[Recorded data]
"""

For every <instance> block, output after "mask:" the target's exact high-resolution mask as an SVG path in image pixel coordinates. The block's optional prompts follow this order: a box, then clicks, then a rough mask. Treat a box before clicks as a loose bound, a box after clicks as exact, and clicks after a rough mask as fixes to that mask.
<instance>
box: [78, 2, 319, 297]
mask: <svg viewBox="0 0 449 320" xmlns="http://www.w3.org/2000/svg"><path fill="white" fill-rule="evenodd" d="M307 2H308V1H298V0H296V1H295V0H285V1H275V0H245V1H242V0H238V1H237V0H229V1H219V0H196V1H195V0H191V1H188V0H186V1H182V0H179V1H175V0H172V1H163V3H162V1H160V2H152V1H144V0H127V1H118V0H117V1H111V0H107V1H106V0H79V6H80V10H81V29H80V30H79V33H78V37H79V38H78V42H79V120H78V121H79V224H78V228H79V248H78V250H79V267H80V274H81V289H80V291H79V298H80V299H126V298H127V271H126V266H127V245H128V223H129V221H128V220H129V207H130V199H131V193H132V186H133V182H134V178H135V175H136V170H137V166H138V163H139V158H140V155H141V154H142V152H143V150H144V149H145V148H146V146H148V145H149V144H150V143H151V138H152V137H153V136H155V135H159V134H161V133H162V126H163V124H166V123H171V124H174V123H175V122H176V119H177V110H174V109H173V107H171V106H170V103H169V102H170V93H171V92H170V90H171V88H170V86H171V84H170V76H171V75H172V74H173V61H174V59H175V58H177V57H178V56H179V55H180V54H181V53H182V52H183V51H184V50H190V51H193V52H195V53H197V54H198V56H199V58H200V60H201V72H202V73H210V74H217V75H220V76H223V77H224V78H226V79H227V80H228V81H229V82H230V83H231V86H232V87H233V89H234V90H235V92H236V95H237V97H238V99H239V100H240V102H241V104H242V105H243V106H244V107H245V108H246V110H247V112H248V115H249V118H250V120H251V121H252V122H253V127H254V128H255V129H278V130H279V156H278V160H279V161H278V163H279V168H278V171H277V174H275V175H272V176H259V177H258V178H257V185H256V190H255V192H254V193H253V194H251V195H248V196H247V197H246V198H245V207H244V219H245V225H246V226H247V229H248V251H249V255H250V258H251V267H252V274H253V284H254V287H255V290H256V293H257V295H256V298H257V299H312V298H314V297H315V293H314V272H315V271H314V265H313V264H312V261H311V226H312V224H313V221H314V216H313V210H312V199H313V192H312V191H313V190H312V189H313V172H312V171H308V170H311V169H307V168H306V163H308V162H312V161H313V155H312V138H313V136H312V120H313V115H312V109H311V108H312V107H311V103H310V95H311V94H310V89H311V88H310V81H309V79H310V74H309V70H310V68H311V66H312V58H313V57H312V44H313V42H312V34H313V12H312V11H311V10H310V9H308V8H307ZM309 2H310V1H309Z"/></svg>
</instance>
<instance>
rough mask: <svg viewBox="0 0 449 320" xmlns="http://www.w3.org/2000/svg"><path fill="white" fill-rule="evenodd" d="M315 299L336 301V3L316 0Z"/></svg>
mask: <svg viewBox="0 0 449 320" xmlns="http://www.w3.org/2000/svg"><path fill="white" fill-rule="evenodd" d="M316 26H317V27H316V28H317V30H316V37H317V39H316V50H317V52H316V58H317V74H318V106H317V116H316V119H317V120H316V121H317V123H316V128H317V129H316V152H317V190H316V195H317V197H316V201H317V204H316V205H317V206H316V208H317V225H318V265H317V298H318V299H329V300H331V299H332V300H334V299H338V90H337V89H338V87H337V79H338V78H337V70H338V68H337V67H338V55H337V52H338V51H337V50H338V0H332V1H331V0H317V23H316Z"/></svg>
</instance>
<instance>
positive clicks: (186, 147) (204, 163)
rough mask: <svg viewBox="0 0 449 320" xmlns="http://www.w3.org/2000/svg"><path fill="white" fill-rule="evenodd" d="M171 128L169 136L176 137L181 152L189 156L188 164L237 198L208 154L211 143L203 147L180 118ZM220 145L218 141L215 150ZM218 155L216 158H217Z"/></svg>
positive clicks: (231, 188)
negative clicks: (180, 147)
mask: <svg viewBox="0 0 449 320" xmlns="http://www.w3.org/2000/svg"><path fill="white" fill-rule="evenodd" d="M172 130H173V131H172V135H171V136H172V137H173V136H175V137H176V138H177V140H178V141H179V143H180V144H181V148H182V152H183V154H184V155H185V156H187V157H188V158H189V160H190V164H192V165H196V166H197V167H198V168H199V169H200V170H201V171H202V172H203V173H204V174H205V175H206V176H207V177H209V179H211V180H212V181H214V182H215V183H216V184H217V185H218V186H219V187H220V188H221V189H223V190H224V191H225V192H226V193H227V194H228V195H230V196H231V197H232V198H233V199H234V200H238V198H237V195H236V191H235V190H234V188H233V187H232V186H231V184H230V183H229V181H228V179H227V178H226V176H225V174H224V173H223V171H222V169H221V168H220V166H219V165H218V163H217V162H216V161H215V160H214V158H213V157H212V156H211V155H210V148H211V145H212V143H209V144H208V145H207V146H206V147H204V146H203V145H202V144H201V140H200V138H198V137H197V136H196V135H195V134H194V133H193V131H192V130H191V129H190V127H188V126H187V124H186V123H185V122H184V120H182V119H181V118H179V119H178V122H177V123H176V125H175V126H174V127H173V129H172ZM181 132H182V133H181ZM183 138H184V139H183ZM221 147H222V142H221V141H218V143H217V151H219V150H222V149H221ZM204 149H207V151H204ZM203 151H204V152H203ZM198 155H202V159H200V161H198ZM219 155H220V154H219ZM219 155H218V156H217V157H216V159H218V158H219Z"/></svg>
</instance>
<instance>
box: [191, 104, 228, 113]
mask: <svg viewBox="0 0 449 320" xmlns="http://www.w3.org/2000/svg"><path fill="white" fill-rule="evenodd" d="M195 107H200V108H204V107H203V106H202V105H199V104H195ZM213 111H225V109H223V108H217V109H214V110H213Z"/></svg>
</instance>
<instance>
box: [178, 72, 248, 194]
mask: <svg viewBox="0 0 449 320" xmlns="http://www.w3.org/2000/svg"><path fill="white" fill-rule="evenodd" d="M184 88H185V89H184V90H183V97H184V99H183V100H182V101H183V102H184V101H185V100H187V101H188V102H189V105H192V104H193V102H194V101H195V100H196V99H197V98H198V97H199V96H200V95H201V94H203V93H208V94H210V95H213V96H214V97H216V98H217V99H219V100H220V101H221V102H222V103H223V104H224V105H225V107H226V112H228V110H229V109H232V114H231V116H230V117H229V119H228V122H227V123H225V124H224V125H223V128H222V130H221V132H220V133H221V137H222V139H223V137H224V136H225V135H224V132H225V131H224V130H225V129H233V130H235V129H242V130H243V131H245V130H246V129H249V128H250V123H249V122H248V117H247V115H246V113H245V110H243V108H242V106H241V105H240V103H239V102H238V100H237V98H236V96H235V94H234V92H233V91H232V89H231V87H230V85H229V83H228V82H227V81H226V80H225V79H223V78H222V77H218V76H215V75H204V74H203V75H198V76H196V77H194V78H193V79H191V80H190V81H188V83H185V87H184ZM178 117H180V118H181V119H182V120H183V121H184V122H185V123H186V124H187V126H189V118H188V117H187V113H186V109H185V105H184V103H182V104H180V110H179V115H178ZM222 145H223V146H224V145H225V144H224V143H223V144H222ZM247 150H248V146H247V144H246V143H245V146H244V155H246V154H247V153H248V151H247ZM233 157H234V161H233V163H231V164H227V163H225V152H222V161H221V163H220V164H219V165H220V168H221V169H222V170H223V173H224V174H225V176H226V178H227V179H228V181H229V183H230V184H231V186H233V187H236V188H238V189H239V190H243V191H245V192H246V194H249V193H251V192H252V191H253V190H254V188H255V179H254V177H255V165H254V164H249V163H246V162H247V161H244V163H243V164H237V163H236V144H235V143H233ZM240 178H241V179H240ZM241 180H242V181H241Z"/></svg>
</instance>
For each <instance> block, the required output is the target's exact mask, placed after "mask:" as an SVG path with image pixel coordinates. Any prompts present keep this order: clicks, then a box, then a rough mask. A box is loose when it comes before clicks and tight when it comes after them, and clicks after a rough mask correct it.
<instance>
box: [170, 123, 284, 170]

"""

> _WORK ORDER_
For this exercise, gather every line of the data that contains the word "positive".

> _EXERCISE SOLUTION_
positive clicks: (186, 147) (204, 163)
positive clicks: (231, 188)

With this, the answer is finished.